Problem to work on |
Format the listing below as a numbered list, omitting any blank lines.

Given data |

———

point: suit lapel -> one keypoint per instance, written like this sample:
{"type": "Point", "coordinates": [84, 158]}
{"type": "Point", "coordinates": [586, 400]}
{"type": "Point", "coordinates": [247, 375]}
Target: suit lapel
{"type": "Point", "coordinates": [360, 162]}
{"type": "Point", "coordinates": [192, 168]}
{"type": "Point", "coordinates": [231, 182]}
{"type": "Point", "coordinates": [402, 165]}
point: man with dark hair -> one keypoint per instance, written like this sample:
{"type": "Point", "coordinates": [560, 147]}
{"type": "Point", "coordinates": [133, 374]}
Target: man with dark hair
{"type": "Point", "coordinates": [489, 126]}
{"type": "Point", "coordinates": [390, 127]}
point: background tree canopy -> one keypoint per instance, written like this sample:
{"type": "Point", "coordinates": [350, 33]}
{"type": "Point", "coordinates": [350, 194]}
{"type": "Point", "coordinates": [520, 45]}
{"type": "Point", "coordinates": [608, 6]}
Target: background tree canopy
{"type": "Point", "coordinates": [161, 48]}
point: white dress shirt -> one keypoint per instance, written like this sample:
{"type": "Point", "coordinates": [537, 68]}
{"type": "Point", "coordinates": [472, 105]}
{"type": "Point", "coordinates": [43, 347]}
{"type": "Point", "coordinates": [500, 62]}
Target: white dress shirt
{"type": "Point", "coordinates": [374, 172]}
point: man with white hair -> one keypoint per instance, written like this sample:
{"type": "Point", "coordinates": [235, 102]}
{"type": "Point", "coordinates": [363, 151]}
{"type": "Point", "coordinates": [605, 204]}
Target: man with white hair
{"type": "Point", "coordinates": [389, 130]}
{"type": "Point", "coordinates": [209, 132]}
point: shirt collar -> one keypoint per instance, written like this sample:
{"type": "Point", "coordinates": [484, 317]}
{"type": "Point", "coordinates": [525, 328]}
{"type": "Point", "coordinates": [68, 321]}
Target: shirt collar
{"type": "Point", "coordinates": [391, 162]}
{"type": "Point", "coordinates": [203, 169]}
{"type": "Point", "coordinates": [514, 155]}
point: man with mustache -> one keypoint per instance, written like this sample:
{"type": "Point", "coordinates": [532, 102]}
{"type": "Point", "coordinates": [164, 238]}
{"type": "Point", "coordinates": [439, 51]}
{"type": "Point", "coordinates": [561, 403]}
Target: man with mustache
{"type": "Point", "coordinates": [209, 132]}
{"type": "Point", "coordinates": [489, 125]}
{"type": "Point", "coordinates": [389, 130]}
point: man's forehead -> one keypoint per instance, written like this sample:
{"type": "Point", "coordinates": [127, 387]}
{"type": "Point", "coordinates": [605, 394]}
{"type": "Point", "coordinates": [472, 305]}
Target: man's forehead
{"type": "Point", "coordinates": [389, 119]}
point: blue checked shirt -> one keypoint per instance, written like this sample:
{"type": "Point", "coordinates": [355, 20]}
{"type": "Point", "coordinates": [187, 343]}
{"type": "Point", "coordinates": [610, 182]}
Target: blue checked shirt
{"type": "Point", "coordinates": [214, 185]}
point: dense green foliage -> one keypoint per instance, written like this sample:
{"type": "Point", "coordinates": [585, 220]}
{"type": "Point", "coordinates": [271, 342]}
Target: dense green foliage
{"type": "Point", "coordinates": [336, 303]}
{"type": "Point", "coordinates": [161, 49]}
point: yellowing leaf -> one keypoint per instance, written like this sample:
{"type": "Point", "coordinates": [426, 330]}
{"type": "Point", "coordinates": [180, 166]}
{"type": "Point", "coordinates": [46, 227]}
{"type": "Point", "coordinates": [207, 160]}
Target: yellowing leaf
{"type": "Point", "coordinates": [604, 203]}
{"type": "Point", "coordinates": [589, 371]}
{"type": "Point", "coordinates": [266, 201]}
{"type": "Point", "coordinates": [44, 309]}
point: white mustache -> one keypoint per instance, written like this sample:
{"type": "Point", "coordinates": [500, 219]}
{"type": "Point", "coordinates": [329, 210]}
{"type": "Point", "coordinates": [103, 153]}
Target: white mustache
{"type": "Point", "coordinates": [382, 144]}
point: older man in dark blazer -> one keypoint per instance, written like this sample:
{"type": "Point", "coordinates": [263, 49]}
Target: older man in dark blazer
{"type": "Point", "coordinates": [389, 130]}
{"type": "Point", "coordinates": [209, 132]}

———

Written solution |
1. point: suit lapel -> one keypoint per instance, written like this sample:
2. {"type": "Point", "coordinates": [84, 158]}
3. {"type": "Point", "coordinates": [586, 400]}
4. {"type": "Point", "coordinates": [247, 375]}
5. Target: suit lapel
6. {"type": "Point", "coordinates": [360, 162]}
7. {"type": "Point", "coordinates": [192, 168]}
8. {"type": "Point", "coordinates": [231, 182]}
9. {"type": "Point", "coordinates": [402, 165]}
10. point: man with dark hair -> one keypoint per instance, written like this sample:
11. {"type": "Point", "coordinates": [560, 147]}
12. {"type": "Point", "coordinates": [133, 374]}
13. Target: man with dark hair
14. {"type": "Point", "coordinates": [489, 126]}
15. {"type": "Point", "coordinates": [390, 127]}
16. point: background tree canopy -> one keypoint per instance, written like this sample:
17. {"type": "Point", "coordinates": [350, 33]}
18. {"type": "Point", "coordinates": [350, 194]}
19. {"type": "Point", "coordinates": [520, 45]}
20. {"type": "Point", "coordinates": [608, 6]}
21. Target: background tree canopy
22. {"type": "Point", "coordinates": [161, 48]}
23. point: white dress shirt -> one keypoint per instance, written like this sample:
24. {"type": "Point", "coordinates": [537, 68]}
25. {"type": "Point", "coordinates": [472, 105]}
26. {"type": "Point", "coordinates": [43, 347]}
27. {"type": "Point", "coordinates": [500, 62]}
28. Target: white dress shirt
29. {"type": "Point", "coordinates": [374, 172]}
30. point: man with white hair -> one keypoint per instance, written like this sample:
31. {"type": "Point", "coordinates": [235, 102]}
32. {"type": "Point", "coordinates": [363, 151]}
33. {"type": "Point", "coordinates": [605, 204]}
34. Target: man with white hair
35. {"type": "Point", "coordinates": [389, 130]}
36. {"type": "Point", "coordinates": [209, 132]}
37. point: shirt collar -> one keypoint per instance, written like this sample:
38. {"type": "Point", "coordinates": [484, 317]}
39. {"type": "Point", "coordinates": [525, 328]}
40. {"type": "Point", "coordinates": [68, 321]}
41. Target: shirt collar
42. {"type": "Point", "coordinates": [391, 162]}
43. {"type": "Point", "coordinates": [203, 169]}
44. {"type": "Point", "coordinates": [514, 155]}
45. point: man with mustache -> one keypoint per instance, written like this sample:
46. {"type": "Point", "coordinates": [532, 102]}
47. {"type": "Point", "coordinates": [164, 238]}
48. {"type": "Point", "coordinates": [439, 51]}
49. {"type": "Point", "coordinates": [561, 403]}
50. Target: man with mustache
51. {"type": "Point", "coordinates": [209, 132]}
52. {"type": "Point", "coordinates": [489, 125]}
53. {"type": "Point", "coordinates": [389, 130]}
54. point: man's forehead -> one keypoint per instance, written like this sample:
55. {"type": "Point", "coordinates": [127, 387]}
56. {"type": "Point", "coordinates": [605, 394]}
57. {"type": "Point", "coordinates": [472, 305]}
58. Target: man's forehead
59. {"type": "Point", "coordinates": [389, 119]}
60. point: blue checked shirt -> one keypoint per instance, written like this sample:
61. {"type": "Point", "coordinates": [355, 20]}
62. {"type": "Point", "coordinates": [187, 343]}
63. {"type": "Point", "coordinates": [610, 182]}
64. Target: blue checked shirt
65. {"type": "Point", "coordinates": [214, 185]}
66. point: dense green foliage -> one keypoint per instance, written like this sample:
67. {"type": "Point", "coordinates": [585, 220]}
68. {"type": "Point", "coordinates": [271, 342]}
69. Target: dense green foliage
70. {"type": "Point", "coordinates": [336, 303]}
71. {"type": "Point", "coordinates": [161, 49]}
72. point: yellowing leaf -> one keypoint per instance, written like this sample:
73. {"type": "Point", "coordinates": [426, 330]}
74. {"type": "Point", "coordinates": [180, 166]}
75. {"type": "Point", "coordinates": [46, 227]}
76. {"type": "Point", "coordinates": [207, 160]}
77. Target: yellowing leaf
78. {"type": "Point", "coordinates": [604, 203]}
79. {"type": "Point", "coordinates": [589, 371]}
80. {"type": "Point", "coordinates": [266, 201]}
81. {"type": "Point", "coordinates": [44, 309]}
82. point: white mustache -> one keypoint per instance, written like this sample:
83. {"type": "Point", "coordinates": [500, 219]}
84. {"type": "Point", "coordinates": [329, 210]}
85. {"type": "Point", "coordinates": [103, 153]}
86. Target: white mustache
87. {"type": "Point", "coordinates": [382, 144]}
88. point: older man in dark blazer -> one keypoint per instance, written like this sample:
89. {"type": "Point", "coordinates": [263, 49]}
90. Target: older man in dark blazer
91. {"type": "Point", "coordinates": [389, 130]}
92. {"type": "Point", "coordinates": [209, 132]}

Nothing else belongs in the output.